**INSTRUCTION**
Copy the records below line for line, leaving out the pictures.
** start of ENTRIES SHOWN **
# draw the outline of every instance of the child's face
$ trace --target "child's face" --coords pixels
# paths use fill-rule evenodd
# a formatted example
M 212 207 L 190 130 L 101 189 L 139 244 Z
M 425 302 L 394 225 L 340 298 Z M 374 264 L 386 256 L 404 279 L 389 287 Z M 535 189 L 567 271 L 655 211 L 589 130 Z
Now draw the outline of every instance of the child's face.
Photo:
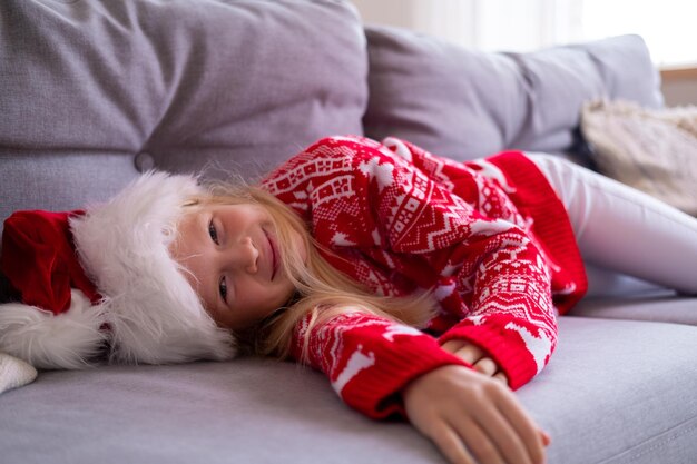
M 305 256 L 300 235 L 295 241 Z M 249 327 L 294 292 L 271 216 L 258 205 L 197 208 L 180 220 L 170 253 L 220 327 Z

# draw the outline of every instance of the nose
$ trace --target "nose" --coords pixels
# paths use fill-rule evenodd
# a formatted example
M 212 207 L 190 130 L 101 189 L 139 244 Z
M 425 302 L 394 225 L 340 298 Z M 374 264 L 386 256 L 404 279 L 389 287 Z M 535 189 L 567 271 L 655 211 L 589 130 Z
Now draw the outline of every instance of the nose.
M 254 246 L 251 237 L 232 243 L 223 255 L 225 267 L 229 270 L 244 270 L 248 274 L 256 274 L 258 270 L 259 250 Z

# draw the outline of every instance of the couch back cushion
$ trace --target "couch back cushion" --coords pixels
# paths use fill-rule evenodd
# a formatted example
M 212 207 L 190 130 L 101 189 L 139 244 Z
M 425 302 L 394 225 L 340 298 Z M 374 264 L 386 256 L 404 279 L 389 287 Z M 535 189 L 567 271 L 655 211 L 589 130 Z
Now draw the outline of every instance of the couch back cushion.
** end of ENTRIES SHOWN **
**EXERCISE RESPONSE**
# draw the outline of every instance of the child's face
$ trace --target "child's face" --coords pixels
# paths use fill-rule evenodd
# a formatted example
M 212 207 L 190 130 L 101 189 L 139 244 Z
M 425 302 L 394 225 L 340 298 Z M 374 264 L 386 256 L 404 279 L 389 287 Z M 535 189 L 567 271 L 655 211 L 589 130 Z
Now draw the outline of every instance of the child's face.
Photo:
M 305 256 L 300 235 L 295 241 Z M 249 327 L 294 292 L 271 216 L 258 205 L 197 208 L 180 220 L 170 253 L 220 327 Z

# draw the outline of every instance of the nose
$ trace --target "nose" --coords pixels
# paths use fill-rule evenodd
# a formatted example
M 212 207 L 190 130 L 101 189 L 139 244 Z
M 425 302 L 394 225 L 340 298 Z M 374 264 L 386 256 L 404 279 L 389 287 Z M 535 189 L 567 271 L 655 211 L 589 130 Z
Now draw the outline of every instance of the nose.
M 254 246 L 251 237 L 232 243 L 223 255 L 225 267 L 229 270 L 244 270 L 248 274 L 256 274 L 258 270 L 259 250 Z

# draw the outline of every instance of the couch back cushion
$ trace --target "couch back cushion" --coords pixels
# paths use fill-rule evenodd
# a formatted example
M 212 207 L 190 130 L 101 189 L 139 244 Z
M 425 302 L 394 225 L 340 298 Z M 374 264 L 386 256 L 404 279 L 389 287 Z M 535 189 L 567 271 L 655 211 L 589 130 Z
Now draw the outline of every instance of the couch back cushion.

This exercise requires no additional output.